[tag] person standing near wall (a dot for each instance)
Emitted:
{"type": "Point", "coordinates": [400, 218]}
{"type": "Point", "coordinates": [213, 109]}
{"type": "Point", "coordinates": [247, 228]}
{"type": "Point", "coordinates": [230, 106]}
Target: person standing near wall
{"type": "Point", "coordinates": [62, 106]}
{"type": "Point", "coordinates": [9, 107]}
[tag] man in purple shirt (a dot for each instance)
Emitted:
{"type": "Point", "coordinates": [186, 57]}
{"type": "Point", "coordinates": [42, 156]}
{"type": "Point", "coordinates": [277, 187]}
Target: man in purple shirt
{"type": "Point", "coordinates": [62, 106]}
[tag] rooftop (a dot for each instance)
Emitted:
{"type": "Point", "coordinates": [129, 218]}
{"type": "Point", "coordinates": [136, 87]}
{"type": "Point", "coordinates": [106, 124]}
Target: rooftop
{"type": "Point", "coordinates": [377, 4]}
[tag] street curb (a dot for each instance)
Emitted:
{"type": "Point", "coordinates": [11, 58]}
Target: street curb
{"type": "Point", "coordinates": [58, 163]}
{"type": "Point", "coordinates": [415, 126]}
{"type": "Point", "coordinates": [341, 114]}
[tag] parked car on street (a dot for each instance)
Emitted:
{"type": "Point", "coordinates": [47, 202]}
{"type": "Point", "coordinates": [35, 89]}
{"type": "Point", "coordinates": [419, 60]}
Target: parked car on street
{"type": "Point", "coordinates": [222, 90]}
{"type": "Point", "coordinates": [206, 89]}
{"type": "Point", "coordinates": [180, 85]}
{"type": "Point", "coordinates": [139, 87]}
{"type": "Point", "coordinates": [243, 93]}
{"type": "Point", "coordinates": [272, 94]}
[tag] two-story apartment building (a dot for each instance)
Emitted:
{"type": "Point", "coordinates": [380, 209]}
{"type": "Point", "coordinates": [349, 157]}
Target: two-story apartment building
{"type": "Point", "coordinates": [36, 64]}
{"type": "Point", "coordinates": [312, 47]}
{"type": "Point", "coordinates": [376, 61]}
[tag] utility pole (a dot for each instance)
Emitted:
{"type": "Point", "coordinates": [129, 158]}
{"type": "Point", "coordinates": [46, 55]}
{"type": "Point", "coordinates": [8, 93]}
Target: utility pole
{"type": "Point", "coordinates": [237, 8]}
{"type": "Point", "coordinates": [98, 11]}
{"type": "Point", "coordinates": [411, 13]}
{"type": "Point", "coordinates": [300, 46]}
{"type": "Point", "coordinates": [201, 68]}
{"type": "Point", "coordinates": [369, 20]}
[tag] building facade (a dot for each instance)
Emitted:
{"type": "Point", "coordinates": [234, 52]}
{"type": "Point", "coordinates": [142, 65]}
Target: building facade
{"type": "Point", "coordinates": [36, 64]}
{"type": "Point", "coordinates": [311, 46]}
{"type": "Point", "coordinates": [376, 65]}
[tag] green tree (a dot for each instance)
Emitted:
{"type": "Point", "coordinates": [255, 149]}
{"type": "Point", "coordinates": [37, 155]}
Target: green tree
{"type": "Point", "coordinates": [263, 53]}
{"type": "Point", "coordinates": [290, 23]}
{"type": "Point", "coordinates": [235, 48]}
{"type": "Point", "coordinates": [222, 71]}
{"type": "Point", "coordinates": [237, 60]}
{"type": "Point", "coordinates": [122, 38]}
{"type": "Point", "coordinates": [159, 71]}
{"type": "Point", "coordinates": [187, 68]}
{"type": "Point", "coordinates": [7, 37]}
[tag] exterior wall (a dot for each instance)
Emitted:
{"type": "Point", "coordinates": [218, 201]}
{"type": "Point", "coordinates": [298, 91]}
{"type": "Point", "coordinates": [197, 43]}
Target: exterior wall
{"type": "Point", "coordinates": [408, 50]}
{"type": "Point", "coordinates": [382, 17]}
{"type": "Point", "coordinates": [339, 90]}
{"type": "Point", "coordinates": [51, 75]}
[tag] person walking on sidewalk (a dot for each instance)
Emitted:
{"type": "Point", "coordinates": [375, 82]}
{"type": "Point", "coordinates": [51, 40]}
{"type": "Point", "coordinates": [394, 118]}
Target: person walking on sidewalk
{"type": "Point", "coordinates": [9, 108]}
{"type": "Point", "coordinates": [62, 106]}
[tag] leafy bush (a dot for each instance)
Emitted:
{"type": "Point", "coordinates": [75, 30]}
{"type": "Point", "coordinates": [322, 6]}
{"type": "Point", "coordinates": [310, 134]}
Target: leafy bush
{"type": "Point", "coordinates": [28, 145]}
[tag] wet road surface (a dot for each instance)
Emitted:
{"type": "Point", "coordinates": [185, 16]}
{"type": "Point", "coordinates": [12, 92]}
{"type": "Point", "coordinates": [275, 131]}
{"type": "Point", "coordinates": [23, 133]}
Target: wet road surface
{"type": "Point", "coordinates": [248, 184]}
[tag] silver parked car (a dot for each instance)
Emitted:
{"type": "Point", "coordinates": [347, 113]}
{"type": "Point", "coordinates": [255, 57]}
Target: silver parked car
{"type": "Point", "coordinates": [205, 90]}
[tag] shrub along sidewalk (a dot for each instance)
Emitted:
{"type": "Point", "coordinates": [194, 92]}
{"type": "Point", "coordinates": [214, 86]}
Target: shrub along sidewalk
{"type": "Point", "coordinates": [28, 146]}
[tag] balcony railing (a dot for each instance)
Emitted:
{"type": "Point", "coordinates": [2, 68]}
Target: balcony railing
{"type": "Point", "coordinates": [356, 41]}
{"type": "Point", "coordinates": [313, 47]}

────

- _WHAT NEEDS TO BE DONE_:
Output each entry exactly. Leave none out.

- _EXERCISE OUTPUT_:
[tag] person standing near wall (a dot for each instance)
Emitted:
{"type": "Point", "coordinates": [400, 218]}
{"type": "Point", "coordinates": [213, 109]}
{"type": "Point", "coordinates": [247, 228]}
{"type": "Point", "coordinates": [230, 106]}
Target: person standing near wall
{"type": "Point", "coordinates": [62, 106]}
{"type": "Point", "coordinates": [9, 107]}
[tag] man in purple shirt (a dot for each instance)
Emitted:
{"type": "Point", "coordinates": [186, 57]}
{"type": "Point", "coordinates": [42, 156]}
{"type": "Point", "coordinates": [277, 187]}
Target: man in purple shirt
{"type": "Point", "coordinates": [62, 106]}
[tag] rooftop (a dot for each instance)
Emitted:
{"type": "Point", "coordinates": [129, 218]}
{"type": "Point", "coordinates": [136, 87]}
{"type": "Point", "coordinates": [106, 124]}
Target: rooftop
{"type": "Point", "coordinates": [377, 4]}
[tag] street curb (a dot for each instance)
Emitted:
{"type": "Point", "coordinates": [11, 58]}
Target: street curb
{"type": "Point", "coordinates": [58, 163]}
{"type": "Point", "coordinates": [415, 126]}
{"type": "Point", "coordinates": [341, 114]}
[tag] parked car on street (a dot for each instance)
Emitted:
{"type": "Point", "coordinates": [47, 202]}
{"type": "Point", "coordinates": [35, 89]}
{"type": "Point", "coordinates": [419, 60]}
Target: parked car on street
{"type": "Point", "coordinates": [222, 90]}
{"type": "Point", "coordinates": [206, 89]}
{"type": "Point", "coordinates": [180, 85]}
{"type": "Point", "coordinates": [139, 87]}
{"type": "Point", "coordinates": [243, 93]}
{"type": "Point", "coordinates": [272, 94]}
[tag] two-story apartment building (a dot for each instance)
Emitted:
{"type": "Point", "coordinates": [380, 209]}
{"type": "Point", "coordinates": [349, 157]}
Target: two-story apartment building
{"type": "Point", "coordinates": [36, 64]}
{"type": "Point", "coordinates": [312, 47]}
{"type": "Point", "coordinates": [376, 61]}
[tag] utility pole (a dot for each instance)
Emitted:
{"type": "Point", "coordinates": [129, 158]}
{"type": "Point", "coordinates": [46, 55]}
{"type": "Point", "coordinates": [8, 93]}
Target: utility pole
{"type": "Point", "coordinates": [237, 8]}
{"type": "Point", "coordinates": [98, 11]}
{"type": "Point", "coordinates": [411, 13]}
{"type": "Point", "coordinates": [300, 46]}
{"type": "Point", "coordinates": [201, 68]}
{"type": "Point", "coordinates": [369, 20]}
[tag] building facade (a dot for each instance)
Emitted:
{"type": "Point", "coordinates": [234, 52]}
{"type": "Point", "coordinates": [142, 65]}
Target: building facade
{"type": "Point", "coordinates": [36, 64]}
{"type": "Point", "coordinates": [311, 46]}
{"type": "Point", "coordinates": [376, 65]}
[tag] green tree (a dot for each instance)
Emitted:
{"type": "Point", "coordinates": [255, 149]}
{"type": "Point", "coordinates": [37, 155]}
Target: green tree
{"type": "Point", "coordinates": [263, 53]}
{"type": "Point", "coordinates": [290, 23]}
{"type": "Point", "coordinates": [235, 48]}
{"type": "Point", "coordinates": [222, 71]}
{"type": "Point", "coordinates": [237, 60]}
{"type": "Point", "coordinates": [122, 38]}
{"type": "Point", "coordinates": [159, 71]}
{"type": "Point", "coordinates": [187, 68]}
{"type": "Point", "coordinates": [7, 37]}
[tag] exterior wall (a dot for each instance)
Emitted:
{"type": "Point", "coordinates": [218, 201]}
{"type": "Point", "coordinates": [298, 91]}
{"type": "Point", "coordinates": [197, 43]}
Target: exterior wall
{"type": "Point", "coordinates": [408, 50]}
{"type": "Point", "coordinates": [382, 17]}
{"type": "Point", "coordinates": [339, 90]}
{"type": "Point", "coordinates": [51, 75]}
[tag] person walking on sidewalk (a dot for each instance)
Emitted:
{"type": "Point", "coordinates": [375, 82]}
{"type": "Point", "coordinates": [51, 40]}
{"type": "Point", "coordinates": [394, 118]}
Target: person walking on sidewalk
{"type": "Point", "coordinates": [9, 108]}
{"type": "Point", "coordinates": [62, 106]}
[tag] leafy bush (a dot for each instance)
Emitted:
{"type": "Point", "coordinates": [75, 30]}
{"type": "Point", "coordinates": [322, 6]}
{"type": "Point", "coordinates": [310, 134]}
Target: leafy bush
{"type": "Point", "coordinates": [28, 145]}
[tag] wet road surface (a dot for each instance)
Emitted:
{"type": "Point", "coordinates": [185, 16]}
{"type": "Point", "coordinates": [12, 92]}
{"type": "Point", "coordinates": [275, 131]}
{"type": "Point", "coordinates": [23, 133]}
Target: wet road surface
{"type": "Point", "coordinates": [248, 184]}
[tag] silver parked car (a dot for each instance)
Emitted:
{"type": "Point", "coordinates": [347, 113]}
{"type": "Point", "coordinates": [255, 57]}
Target: silver parked car
{"type": "Point", "coordinates": [205, 90]}
[tag] shrub along sidewalk (a dot for each instance)
Emitted:
{"type": "Point", "coordinates": [194, 92]}
{"type": "Point", "coordinates": [214, 86]}
Target: shrub along sidewalk
{"type": "Point", "coordinates": [28, 146]}
[tag] balcony railing (a dot for each instance)
Emitted:
{"type": "Point", "coordinates": [2, 68]}
Target: balcony railing
{"type": "Point", "coordinates": [356, 41]}
{"type": "Point", "coordinates": [313, 47]}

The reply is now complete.